▶ _Trecho do texto_
________________________________________
Em entrevista à Folha de S.Paulo na semana passada, Ana Cristina disse que o deputado estava equivocado porque ela não tinha a intenção de fugir com a criança, e sim passar um período de férias na Noruega porque o menino reivindicava a presença da mãe ao seu lado. Ela disse que a ligação telefônica dada pelo pessoal da embaixada foi para seu marido norueguês, e não para ela.

“Foi uma pressão que [Bolsonaro] fez. Mas é uma questão de pai, de foro íntimo, entendeu, de família mesmo. Eu achava que ele nem deveria ter feito isso, mas se ele fez... E depois acabou tudo bem, ele tirou a ação [que corria no Rio] e ficou tudo bem. [...] É coisa de pai, que eu respeito ele, porque ele tem um amor fora do comum pelos filhos”, disse Ana Cristina.
________________________________________
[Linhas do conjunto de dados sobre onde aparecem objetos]
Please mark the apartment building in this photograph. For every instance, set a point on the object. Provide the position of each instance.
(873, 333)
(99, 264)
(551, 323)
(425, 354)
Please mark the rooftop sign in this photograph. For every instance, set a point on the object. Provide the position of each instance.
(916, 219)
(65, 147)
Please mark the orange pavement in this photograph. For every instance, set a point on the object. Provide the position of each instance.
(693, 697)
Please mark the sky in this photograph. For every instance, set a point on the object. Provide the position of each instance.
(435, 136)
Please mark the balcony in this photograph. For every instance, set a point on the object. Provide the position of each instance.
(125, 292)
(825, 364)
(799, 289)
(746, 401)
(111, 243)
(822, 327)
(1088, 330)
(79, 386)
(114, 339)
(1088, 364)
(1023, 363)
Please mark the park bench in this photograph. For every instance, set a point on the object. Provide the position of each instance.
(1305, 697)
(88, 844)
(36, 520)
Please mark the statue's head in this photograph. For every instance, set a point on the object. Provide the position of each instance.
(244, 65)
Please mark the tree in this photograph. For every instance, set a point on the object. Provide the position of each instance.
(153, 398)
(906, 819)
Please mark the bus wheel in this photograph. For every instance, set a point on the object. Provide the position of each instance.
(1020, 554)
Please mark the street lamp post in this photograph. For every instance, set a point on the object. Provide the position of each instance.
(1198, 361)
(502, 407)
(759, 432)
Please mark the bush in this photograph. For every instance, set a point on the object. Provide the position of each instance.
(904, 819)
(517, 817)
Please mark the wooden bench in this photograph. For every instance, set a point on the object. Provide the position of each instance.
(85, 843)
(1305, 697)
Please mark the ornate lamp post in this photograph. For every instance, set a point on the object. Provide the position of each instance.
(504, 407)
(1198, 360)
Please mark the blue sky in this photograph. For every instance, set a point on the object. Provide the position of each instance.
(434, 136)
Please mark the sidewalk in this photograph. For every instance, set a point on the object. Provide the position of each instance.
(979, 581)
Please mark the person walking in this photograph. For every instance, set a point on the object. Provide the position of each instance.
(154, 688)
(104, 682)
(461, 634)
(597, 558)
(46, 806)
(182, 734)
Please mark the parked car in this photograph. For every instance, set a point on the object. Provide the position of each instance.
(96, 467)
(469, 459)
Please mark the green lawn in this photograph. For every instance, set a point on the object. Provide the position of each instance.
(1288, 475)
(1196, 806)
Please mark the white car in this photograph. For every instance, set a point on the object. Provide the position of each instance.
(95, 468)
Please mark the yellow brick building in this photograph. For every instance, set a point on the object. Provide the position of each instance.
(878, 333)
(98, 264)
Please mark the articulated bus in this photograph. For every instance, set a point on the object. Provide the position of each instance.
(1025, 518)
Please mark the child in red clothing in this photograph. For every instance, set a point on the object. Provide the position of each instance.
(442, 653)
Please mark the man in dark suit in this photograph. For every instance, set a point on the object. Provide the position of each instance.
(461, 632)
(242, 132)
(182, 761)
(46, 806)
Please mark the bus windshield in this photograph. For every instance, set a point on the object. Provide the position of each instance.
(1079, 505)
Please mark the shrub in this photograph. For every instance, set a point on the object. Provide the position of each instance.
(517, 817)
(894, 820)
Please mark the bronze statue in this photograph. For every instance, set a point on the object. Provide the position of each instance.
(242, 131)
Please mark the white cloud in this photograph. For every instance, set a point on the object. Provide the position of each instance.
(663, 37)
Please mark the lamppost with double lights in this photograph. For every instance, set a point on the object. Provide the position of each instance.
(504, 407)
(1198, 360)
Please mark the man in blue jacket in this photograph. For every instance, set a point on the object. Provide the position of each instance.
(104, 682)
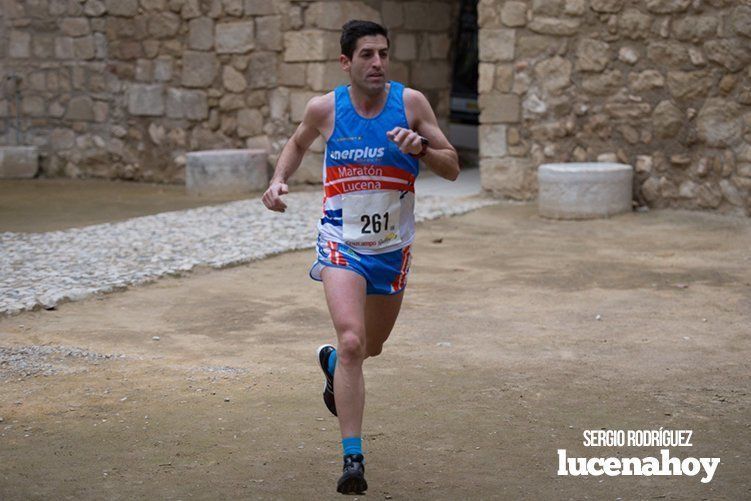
________________________________________
▶ _Tarefa proposta 1_
Altere o trecho do texto entre "Em entrevista à Folha de" e "não para ela.", inclusive, reproduzindo-o com "Noruega" substituído por "Suécia".
▶ _Tarefa proposta 2_
Responda às perguntas a seguir com base no trecho do texto.
(a) A qual jornal Ana Cristina deu entrevista?
(b) Em que país Ana Cristina disse que pretendia passar um período de férias?
(c) Para quem, segundo Ana Cristina, foi a ligação telefônica dada pelo pessoal da embaixada?
▶ _Tarefa proposta 3_
Resuma o trecho do texto em duas frases.
A listagem é um material independente do trecho do texto.

▶ _Resposta do exercício 1_
Em entrevista à Folha de S.Paulo na semana passada, Ana Cristina disse que o deputado estava equivocado porque ela não tinha a intenção de fugir com a criança, e sim passar um período de férias na Suécia porque o menino reivindicava a presença da mãe ao seu lado. Ela disse que a ligação telefônica dada pelo pessoal da embaixada foi para seu marido norueguês, e não para ela.

▶ _Resposta do exercício 2_
(a) À Folha de S.Paulo.
(b) Na Noruega.
(c) Para seu marido norueguês.

▶ _Resposta do exercício 3_
Em entrevista à Folha de S.Paulo, Ana Cristina disse que o deputado estava equivocado, pois ela não pretendia fugir com a criança, e sim passar férias na Noruega, e que a ligação da embaixada foi para seu marido norueguês. Ela afirmou ainda que a pressão feita por Bolsonaro foi uma questão de pai e de família, que ela respeita.